→ **Exercise details**
Copy the rows below word for word, starting at the line that contains "Nesting-site review: place a pin on each instance of the hat" and ending at the line that contains "x=246, y=67", including both of those lines.

→ **Information provided**
○ ○ ○ ○

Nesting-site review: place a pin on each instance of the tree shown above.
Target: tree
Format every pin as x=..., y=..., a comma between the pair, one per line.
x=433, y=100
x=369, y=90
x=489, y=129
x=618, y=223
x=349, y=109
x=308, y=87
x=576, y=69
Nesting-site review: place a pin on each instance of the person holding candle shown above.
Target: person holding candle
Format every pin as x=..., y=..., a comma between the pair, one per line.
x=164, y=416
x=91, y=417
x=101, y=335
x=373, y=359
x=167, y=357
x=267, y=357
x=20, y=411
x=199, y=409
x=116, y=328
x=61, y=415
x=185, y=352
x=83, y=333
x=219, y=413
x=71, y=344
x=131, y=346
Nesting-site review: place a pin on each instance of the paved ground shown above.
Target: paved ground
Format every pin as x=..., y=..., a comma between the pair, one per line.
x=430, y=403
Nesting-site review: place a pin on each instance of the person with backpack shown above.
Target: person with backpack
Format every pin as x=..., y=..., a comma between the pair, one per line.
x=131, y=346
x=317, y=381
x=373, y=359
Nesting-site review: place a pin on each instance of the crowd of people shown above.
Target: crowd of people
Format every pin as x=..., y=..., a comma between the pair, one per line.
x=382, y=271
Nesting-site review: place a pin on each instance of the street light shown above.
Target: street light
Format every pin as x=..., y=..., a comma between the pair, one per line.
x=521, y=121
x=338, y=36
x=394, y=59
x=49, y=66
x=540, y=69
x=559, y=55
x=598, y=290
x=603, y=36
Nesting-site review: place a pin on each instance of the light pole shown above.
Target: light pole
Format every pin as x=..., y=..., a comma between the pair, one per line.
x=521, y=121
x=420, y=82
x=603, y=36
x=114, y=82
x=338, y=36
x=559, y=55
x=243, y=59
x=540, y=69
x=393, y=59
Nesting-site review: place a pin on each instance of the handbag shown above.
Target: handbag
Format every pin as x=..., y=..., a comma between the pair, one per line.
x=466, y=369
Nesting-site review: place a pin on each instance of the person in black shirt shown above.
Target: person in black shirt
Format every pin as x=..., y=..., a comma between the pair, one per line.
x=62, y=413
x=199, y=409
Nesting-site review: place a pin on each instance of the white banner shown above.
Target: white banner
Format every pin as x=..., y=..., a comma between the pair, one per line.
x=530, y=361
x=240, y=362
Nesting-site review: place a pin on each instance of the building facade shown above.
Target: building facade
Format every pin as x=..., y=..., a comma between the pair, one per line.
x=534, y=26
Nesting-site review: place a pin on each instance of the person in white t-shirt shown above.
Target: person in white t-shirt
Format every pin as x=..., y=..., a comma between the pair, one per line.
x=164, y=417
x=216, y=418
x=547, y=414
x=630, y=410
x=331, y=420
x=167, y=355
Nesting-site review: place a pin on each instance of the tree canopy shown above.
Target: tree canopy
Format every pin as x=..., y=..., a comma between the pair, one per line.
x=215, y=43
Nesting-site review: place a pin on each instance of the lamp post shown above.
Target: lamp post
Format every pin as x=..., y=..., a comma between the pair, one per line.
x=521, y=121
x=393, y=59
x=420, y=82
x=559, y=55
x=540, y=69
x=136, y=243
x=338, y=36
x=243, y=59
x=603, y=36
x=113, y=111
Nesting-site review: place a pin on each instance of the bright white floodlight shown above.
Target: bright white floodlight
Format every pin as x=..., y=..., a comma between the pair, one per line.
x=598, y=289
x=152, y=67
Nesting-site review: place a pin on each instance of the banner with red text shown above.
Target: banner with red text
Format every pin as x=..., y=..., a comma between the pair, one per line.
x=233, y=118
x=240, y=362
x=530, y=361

○ ○ ○ ○

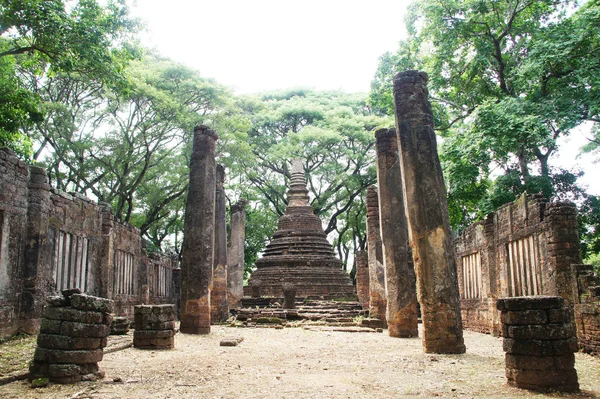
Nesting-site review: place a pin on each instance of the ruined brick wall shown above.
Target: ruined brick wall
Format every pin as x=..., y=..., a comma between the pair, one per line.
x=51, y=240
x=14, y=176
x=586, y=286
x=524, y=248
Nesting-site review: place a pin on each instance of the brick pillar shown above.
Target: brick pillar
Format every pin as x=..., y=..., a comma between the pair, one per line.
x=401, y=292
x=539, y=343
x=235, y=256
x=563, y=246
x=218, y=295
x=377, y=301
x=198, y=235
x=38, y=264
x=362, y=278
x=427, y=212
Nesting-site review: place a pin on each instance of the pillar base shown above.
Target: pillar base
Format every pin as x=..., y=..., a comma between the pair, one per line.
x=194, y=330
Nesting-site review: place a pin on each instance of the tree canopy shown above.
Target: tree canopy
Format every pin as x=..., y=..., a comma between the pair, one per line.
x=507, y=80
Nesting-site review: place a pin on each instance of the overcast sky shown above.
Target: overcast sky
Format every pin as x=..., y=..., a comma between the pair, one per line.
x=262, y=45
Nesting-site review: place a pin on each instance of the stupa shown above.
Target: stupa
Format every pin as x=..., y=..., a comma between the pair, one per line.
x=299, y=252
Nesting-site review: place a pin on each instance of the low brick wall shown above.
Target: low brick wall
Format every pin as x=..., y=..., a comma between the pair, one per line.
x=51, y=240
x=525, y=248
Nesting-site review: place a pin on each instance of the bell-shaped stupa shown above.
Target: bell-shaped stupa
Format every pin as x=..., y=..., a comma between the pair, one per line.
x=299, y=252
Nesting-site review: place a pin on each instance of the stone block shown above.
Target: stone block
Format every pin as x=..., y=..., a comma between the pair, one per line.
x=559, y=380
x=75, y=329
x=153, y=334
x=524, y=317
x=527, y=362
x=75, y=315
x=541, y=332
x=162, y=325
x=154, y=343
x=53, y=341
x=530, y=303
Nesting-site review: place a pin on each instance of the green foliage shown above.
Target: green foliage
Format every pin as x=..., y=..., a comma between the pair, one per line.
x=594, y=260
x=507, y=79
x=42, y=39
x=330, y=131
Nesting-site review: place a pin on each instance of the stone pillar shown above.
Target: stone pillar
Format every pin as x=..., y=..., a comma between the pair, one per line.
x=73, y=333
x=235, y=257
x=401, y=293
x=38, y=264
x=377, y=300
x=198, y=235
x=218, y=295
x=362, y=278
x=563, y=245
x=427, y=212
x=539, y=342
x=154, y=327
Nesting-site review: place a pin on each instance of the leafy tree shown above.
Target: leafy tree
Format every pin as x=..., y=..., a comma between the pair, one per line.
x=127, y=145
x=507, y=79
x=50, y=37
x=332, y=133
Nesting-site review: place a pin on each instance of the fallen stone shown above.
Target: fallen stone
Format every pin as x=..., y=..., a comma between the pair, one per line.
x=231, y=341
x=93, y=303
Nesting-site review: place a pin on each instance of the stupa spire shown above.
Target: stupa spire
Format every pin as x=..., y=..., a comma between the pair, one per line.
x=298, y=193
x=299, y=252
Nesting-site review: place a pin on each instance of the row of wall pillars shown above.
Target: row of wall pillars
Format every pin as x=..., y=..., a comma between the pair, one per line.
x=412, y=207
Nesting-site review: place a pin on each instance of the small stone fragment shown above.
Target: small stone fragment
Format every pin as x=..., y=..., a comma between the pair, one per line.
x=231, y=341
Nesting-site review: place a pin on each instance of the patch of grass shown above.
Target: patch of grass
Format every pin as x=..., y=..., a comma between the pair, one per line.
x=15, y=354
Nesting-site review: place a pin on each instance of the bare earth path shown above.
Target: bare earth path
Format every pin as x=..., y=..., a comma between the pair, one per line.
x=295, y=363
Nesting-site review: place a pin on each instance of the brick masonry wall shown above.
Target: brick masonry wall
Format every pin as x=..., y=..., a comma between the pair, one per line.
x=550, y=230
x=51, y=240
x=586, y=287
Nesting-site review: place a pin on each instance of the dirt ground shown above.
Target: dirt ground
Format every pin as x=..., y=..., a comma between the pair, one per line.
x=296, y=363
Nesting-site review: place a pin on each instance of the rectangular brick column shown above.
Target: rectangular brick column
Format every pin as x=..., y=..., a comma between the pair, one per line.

○ ○ ○ ○

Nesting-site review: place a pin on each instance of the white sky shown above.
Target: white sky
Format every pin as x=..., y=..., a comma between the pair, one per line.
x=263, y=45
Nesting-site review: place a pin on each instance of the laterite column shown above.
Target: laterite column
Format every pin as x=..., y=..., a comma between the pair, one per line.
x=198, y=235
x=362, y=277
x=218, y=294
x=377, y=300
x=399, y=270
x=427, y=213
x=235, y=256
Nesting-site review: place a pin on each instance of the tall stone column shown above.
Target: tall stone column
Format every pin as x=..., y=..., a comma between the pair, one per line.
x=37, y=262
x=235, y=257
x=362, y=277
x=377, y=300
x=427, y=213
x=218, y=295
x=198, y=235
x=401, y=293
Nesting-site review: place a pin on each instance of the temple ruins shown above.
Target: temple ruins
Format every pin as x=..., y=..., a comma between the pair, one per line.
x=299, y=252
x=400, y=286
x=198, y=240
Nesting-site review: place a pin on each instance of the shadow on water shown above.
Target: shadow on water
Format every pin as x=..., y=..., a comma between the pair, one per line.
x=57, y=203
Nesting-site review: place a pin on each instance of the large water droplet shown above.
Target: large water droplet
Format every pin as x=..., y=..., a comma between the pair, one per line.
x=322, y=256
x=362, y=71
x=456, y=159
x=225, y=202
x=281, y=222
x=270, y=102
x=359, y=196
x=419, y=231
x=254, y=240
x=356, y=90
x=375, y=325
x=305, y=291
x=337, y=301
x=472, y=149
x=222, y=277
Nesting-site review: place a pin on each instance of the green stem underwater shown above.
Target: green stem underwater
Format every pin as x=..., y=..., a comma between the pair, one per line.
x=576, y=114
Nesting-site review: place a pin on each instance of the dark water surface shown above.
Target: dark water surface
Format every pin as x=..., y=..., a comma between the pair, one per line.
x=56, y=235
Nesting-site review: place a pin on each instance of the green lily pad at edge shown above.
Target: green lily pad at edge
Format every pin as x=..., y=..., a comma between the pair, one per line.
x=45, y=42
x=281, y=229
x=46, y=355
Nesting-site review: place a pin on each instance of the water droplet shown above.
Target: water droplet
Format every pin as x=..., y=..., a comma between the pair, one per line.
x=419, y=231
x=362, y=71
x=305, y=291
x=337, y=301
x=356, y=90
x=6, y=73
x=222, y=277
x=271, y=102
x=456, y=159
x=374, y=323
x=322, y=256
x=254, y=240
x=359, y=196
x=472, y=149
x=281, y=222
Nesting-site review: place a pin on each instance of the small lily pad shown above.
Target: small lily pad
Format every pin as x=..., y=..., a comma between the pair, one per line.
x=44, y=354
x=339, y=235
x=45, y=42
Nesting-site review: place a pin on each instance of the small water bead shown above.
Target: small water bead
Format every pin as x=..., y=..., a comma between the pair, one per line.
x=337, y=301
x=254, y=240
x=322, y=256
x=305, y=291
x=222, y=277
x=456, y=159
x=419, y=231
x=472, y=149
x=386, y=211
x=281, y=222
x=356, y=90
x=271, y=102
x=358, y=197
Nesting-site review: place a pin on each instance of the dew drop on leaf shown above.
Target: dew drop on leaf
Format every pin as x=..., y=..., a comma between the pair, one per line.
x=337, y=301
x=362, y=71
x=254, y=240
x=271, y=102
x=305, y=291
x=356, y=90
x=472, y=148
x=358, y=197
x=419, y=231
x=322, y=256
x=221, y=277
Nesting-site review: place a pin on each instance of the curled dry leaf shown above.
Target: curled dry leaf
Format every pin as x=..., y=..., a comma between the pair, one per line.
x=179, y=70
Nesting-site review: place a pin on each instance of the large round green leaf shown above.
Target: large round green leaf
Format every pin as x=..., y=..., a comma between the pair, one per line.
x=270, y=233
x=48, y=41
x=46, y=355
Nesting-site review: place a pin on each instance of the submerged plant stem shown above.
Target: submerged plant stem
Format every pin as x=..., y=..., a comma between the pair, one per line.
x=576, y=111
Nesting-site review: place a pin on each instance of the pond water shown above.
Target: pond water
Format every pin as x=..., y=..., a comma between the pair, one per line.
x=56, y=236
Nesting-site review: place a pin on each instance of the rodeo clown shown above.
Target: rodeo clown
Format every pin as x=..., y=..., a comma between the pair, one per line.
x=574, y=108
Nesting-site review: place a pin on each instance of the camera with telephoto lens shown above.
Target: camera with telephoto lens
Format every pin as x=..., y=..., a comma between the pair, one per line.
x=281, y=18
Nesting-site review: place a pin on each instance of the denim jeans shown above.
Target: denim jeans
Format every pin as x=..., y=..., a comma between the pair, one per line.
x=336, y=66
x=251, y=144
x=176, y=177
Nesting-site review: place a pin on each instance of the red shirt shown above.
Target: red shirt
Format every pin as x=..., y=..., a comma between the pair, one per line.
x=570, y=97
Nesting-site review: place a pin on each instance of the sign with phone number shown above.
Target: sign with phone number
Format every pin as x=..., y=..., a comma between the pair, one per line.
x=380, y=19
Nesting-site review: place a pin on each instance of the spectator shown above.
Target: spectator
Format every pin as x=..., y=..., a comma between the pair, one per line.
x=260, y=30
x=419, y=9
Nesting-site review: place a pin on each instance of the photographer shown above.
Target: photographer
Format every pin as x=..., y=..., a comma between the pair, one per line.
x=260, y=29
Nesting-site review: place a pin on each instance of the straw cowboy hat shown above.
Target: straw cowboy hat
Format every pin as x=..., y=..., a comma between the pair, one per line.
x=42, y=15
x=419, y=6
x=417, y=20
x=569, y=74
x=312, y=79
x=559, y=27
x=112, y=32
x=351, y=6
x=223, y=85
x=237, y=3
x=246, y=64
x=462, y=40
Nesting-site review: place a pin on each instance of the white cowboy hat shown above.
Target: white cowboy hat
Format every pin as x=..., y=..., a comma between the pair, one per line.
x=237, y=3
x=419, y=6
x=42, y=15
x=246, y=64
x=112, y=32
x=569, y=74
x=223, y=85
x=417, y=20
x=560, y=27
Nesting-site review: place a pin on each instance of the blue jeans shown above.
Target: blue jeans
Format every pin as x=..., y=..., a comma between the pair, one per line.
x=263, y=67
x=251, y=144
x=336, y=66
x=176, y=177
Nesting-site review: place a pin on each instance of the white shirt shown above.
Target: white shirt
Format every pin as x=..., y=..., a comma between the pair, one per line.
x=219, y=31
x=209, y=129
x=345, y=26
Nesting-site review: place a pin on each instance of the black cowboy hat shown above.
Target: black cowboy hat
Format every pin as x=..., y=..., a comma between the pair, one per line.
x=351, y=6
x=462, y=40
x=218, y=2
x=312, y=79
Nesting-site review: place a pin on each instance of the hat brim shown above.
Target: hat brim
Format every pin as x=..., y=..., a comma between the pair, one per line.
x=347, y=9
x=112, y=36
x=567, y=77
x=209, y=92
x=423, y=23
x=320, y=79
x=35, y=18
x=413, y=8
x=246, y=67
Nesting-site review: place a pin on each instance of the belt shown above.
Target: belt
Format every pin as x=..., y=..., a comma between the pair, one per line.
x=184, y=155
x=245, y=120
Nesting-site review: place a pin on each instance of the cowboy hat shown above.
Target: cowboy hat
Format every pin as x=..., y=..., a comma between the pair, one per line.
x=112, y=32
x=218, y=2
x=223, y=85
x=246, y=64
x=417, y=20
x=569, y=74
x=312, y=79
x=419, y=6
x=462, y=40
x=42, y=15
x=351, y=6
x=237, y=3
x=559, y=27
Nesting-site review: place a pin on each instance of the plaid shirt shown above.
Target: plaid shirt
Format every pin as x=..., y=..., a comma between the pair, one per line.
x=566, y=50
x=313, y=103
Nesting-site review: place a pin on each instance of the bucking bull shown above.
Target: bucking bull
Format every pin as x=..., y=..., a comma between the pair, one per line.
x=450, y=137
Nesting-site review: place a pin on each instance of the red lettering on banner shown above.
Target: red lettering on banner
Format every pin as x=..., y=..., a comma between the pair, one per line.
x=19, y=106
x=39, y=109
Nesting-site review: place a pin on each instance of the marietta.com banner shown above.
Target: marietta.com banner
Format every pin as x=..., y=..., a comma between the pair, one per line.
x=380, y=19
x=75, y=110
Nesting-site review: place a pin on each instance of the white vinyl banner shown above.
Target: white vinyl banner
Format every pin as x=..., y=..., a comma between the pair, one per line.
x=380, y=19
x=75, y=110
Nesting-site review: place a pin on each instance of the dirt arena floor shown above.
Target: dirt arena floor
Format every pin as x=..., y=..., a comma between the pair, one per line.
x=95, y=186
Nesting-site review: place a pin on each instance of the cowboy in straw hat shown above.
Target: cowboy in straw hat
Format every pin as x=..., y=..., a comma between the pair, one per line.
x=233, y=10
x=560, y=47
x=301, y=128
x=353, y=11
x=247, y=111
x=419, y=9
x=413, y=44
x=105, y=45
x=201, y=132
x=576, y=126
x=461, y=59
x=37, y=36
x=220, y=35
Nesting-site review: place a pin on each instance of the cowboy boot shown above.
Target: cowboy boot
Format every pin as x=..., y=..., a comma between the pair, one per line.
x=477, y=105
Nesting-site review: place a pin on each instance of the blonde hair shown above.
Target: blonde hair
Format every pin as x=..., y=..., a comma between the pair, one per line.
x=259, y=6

○ ○ ○ ○

→ **Reply**
Nesting-site review: place a pin on each instance of the hat brim shown above.
Target: hat brim
Format every pin as x=..., y=..., a comma between the pair, one per line.
x=347, y=9
x=112, y=36
x=567, y=77
x=209, y=92
x=423, y=23
x=320, y=79
x=35, y=18
x=413, y=8
x=246, y=67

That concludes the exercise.